Le débat présidentiel entre les 5 candidats à la présidentielle, le vendredi 6 décembre, a été décevant sur le plan économique. Pourtant, c’est un terrain sur lequel on attend beaucoup le futur président algérien, tant l’économie du pays se trouve dans une situation de crise profonde. Mais lors du débat inédit, aucun de 5 candidats n'a donné l'ébauche d'une vraie politique économique à même de sortir le pays de la crise.

Pourtant, après le défi de l'acceptation par la population, la crise économique profonde sera certainement le défi majeur à relever.

Preuve de l’ampleur de cette crise, le secteur du BTPH, secteur vital de toute économie, se trouve dans une situation catastrophique. Ce pilier de l’économie algérienne, derrière les hydrocarbures, est frappé de plein fouet par la crise financière. Selon l’Association générale des entrepreneurs algériens (AGEA), l’industrie de fabrication des matériaux de construction accuse une baisse de production comprise entre 70 et 80%.

Le secteur du BTPH –Bâtiment, travaux publics et hydraulique- est l’un des plus touchés. En effet, depuis le début de la crise, en 2014, ce sont 50.000 entreprises du secteur et sous-traitants qui sont tombés en faillite, selon la Confédération algérienne du patronat (CAP).

La CAP vient de tirer la sonnette d’alarme en soulignant que si rien n’est fait, ce sont 350.000 entreprises qui risquent de mettre la clé sous le paillasson avec la disparition de 1,7 million d’emplois. En attendant, plusieurs entreprises du secteur ont déjà réduit leur voilure en procédant à des licenciements économiques.

Avec le gel de plusieurs projets d’infrastructures à cause de l’austérité consécutive à la crise, la situation ne va pas s’améliorer de sitôt pour le secteur et ce d’autant que le gouvernement a abandonné la «planche à billets», via laquelle il remboursait les opérateurs et finançait les projets et de nombreux départements, dont celui du ministère de l’Intérieur et de l’aménagement du territoire, ont gelé tous les grands projets initiés par leurs départements au titre de 2020.

Le BTPH n’est pas le seul secteur touché. Les secteurs automobile, électroménager et électronique, censés être le fer de lance de la politique de diversification économique sont tous en crise.

Après la multiplication rapide des unités de montage automobile, suite à la décision du gouvernement d’Abdelmalek Sellal d’interdire l’importation de véhicules aux concessionnaires qui ne mettraient pas en place des unités de montage automobile, les unités de montage ont poussé comme des champignons, sans stratégie politique définie. Les oligarques proches du régime Bouteflika (Haddad, Tahkout,...) avec l’appui des anciens Premiers ministres, Sellal et Ouyahia, ont été les grands bénéficiaires de ces unités de montage automobile.

_Lignes de données_.
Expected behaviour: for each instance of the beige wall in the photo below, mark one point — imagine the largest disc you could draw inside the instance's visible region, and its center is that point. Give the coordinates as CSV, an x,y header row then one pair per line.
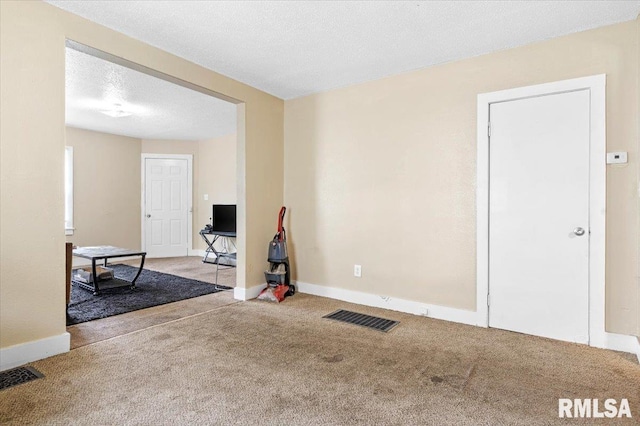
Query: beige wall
x,y
106,189
217,179
32,135
383,174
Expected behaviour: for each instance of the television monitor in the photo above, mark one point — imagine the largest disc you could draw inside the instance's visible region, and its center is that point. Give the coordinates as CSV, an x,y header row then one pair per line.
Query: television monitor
x,y
223,218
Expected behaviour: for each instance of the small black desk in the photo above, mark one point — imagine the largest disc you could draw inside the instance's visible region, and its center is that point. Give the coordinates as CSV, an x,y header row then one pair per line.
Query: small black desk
x,y
105,253
210,237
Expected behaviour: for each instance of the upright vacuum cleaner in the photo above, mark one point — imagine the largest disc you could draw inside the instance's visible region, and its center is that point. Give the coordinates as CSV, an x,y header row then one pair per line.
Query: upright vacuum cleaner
x,y
279,272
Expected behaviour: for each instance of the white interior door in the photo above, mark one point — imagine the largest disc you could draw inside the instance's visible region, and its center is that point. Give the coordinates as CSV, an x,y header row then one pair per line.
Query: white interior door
x,y
538,211
166,209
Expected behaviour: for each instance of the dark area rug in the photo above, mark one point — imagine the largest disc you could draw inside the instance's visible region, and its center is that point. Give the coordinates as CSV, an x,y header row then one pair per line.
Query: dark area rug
x,y
152,289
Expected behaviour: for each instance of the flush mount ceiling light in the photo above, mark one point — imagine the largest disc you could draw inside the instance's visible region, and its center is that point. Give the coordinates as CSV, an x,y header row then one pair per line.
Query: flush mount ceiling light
x,y
116,111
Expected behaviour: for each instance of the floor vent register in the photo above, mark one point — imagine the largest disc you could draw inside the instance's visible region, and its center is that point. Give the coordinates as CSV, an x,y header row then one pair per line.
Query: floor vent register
x,y
18,376
376,323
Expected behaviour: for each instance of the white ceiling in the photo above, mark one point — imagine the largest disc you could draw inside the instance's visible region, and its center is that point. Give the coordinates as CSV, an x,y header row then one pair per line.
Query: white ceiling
x,y
160,110
292,49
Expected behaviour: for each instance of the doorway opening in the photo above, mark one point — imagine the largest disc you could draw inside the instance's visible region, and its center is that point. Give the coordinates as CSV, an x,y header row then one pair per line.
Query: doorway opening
x,y
118,112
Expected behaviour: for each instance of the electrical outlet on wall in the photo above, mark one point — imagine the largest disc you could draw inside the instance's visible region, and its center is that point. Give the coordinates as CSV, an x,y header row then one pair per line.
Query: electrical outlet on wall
x,y
357,271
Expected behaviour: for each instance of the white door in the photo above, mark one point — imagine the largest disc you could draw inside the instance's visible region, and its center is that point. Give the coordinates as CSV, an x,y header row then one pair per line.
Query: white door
x,y
166,209
539,216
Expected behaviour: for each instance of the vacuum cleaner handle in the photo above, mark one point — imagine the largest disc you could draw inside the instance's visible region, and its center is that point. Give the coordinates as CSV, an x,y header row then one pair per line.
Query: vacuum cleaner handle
x,y
283,210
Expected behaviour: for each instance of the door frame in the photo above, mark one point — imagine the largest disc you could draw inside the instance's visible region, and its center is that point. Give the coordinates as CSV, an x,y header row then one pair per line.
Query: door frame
x,y
143,169
597,194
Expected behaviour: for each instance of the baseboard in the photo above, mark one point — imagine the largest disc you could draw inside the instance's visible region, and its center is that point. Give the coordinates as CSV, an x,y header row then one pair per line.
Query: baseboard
x,y
622,343
240,293
402,305
14,356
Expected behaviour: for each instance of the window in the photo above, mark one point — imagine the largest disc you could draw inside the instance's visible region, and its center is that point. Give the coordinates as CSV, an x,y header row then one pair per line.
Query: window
x,y
68,190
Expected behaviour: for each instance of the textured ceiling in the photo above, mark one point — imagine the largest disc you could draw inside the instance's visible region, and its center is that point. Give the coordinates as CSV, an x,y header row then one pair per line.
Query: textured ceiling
x,y
291,49
159,109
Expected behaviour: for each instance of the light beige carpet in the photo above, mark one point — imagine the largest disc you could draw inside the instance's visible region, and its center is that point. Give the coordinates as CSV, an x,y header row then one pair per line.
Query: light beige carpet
x,y
193,268
258,363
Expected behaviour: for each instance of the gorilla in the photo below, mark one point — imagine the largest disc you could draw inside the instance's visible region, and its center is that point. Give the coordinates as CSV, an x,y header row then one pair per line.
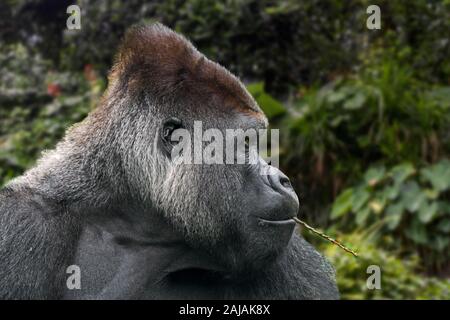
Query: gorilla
x,y
111,200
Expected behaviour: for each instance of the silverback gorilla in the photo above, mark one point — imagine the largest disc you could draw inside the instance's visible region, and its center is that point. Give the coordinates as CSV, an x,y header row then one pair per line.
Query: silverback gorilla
x,y
110,200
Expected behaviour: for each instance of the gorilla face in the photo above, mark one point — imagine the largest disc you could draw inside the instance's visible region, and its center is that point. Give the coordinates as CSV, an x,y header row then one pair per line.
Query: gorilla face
x,y
232,211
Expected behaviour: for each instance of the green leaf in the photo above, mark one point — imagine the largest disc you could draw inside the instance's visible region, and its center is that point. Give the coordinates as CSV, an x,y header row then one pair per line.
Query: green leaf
x,y
438,175
394,215
427,211
342,204
391,192
440,243
412,196
401,172
356,102
417,232
444,226
268,104
359,198
374,175
361,216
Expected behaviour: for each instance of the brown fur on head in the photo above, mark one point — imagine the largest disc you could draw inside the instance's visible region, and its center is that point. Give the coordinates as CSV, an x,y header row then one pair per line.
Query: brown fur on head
x,y
162,62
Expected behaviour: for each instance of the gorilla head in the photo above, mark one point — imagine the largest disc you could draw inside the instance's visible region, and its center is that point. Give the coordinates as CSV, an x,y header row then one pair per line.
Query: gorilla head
x,y
161,83
114,199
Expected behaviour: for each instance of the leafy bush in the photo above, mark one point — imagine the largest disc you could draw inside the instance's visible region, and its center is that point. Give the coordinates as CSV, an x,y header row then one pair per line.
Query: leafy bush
x,y
337,131
409,203
399,276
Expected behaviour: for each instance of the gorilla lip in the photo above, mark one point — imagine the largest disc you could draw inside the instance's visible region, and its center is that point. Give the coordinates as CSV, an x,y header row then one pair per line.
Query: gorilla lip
x,y
276,222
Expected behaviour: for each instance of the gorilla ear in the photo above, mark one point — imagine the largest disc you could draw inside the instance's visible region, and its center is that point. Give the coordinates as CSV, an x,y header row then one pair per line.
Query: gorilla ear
x,y
168,127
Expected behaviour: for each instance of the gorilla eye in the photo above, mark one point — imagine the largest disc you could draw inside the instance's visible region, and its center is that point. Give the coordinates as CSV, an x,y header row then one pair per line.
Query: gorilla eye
x,y
169,126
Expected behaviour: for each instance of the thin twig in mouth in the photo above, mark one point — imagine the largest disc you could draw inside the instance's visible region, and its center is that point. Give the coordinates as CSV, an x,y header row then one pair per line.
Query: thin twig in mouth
x,y
325,236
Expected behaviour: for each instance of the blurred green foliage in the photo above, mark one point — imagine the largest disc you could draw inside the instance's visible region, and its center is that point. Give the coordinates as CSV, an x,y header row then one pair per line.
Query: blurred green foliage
x,y
364,115
399,277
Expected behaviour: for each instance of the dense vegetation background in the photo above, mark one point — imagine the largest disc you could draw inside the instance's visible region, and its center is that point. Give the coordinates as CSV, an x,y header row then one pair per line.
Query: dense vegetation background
x,y
364,114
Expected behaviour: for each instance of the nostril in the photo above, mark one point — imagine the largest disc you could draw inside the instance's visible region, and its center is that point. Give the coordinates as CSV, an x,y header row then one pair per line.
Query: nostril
x,y
285,182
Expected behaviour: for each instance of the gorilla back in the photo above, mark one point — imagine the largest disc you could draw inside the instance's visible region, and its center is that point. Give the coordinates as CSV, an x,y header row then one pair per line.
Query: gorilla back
x,y
111,200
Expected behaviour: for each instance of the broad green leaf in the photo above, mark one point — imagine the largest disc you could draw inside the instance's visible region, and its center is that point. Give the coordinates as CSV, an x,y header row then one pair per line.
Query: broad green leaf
x,y
401,172
391,192
374,175
417,232
438,175
376,206
342,204
355,102
440,243
444,225
412,196
268,104
361,216
427,211
359,198
336,96
394,215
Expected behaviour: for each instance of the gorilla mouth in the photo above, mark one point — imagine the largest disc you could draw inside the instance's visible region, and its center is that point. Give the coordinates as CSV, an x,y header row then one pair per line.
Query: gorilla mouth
x,y
284,222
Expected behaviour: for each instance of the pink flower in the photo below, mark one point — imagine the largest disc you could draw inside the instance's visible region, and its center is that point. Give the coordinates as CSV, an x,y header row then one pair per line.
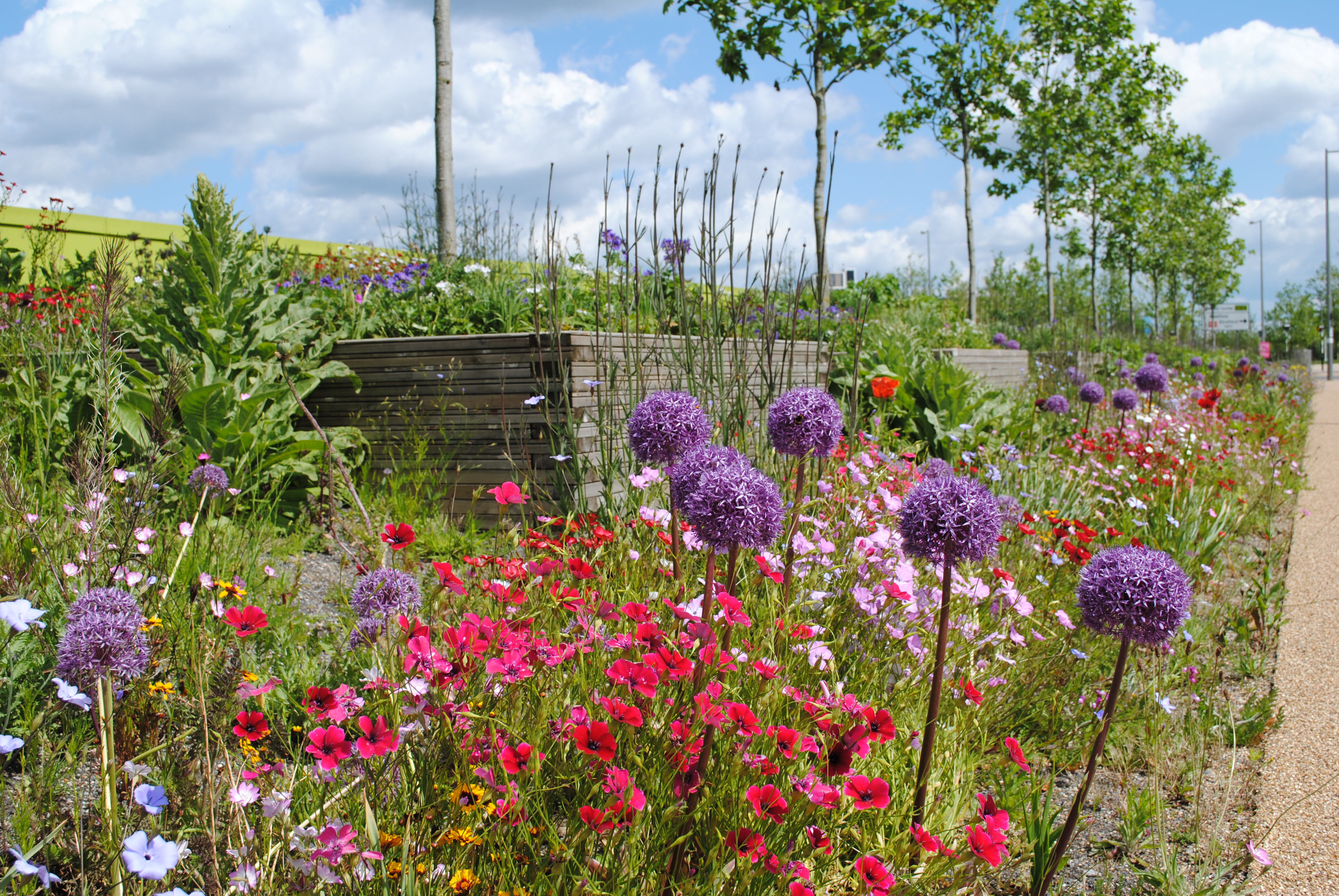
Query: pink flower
x,y
378,740
508,493
330,747
247,620
398,535
869,793
874,875
1015,753
768,803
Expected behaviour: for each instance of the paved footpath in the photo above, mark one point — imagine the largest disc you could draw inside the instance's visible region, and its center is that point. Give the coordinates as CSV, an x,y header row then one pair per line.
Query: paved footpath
x,y
1305,752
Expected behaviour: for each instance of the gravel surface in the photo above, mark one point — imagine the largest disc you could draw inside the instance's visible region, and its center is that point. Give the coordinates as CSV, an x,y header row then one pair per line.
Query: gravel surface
x,y
1303,753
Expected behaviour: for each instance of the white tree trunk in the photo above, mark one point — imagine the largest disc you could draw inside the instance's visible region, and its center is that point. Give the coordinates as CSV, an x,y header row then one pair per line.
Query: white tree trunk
x,y
446,248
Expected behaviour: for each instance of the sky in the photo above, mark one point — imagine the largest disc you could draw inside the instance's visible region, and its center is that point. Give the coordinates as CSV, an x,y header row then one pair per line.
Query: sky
x,y
315,114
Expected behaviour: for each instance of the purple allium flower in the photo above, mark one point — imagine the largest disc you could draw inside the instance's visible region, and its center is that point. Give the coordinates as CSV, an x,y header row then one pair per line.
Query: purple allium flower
x,y
736,508
936,467
950,517
805,421
384,592
1135,592
1152,378
102,638
689,470
1058,405
665,427
208,477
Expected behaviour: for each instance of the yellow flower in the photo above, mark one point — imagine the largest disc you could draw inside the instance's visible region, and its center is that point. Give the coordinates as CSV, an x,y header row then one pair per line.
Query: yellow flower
x,y
471,797
464,880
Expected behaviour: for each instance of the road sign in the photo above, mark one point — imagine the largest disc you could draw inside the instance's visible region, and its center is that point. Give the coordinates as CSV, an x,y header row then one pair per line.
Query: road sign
x,y
1228,318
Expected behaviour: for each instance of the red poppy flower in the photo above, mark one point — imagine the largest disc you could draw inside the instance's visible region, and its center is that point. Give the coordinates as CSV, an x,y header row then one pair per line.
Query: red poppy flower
x,y
768,803
1015,753
378,738
595,740
330,747
869,793
246,620
398,535
251,726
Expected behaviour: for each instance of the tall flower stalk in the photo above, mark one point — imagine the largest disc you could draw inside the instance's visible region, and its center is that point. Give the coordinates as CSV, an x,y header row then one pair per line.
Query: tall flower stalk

_Consignes_.
**1.** Selon la Confédération algérienne du patronat, combien d'entreprises du BTPH et de sous-traitants ont fait faillite depuis 2014, d'après le texte sur la crise économique algérienne ?
**2.** Dans le texte sur la crise économique algérienne, résumez plus brièvement le paragraphe qui commence par « Preuve de l'ampleur de cette crise » en conservant ses faits principaux.
**3.** Reprenez le texte sur la crise économique algérienne à partir de sa dernière phrase.

_Réponses_.
**1.** 50 000 entreprises.

**2.** Le BTPH, secteur vital et deuxième pilier de l'économie algérienne après les hydrocarbures, subit de plein fouet la crise financière et se trouve dans une situation catastrophique. D'après l'AGEA, la production de matériaux de construction a chuté de 70 à 80 %.

**3.**
Sans politique industrielle et vision économique, cette politique de montage s’est transformée en importations déguisées de véhicules quasi totalement montés et donc sans valeur ajoutée locale. Un fiasco qui a poussé le gouvernement actuel à fixer des quotas d’importation pour les kits de montage. La mesure appliquée immédiatement et avec effet rétroactif a poussé de nombreuses unités de montage à stopper net leurs chaînes de montage faute de kits, mettant une partie du personnel au chômage technique.

Idem pour le secteur électroménager pour lequel la décision du gouvernement du Premier ministre Bedoui d’imposer des quotas d’importation de kits aux producteurs locaux, et surtout de substituer le paiement cash des importations en vigueur par un différé de 9 mois, a plongé les opérateurs du secteur dans une crise profonde. Conséquence: ce sont près de 40 unités de fabrication d’appareils électroménagers et électroniques qui sont menacées de faillite.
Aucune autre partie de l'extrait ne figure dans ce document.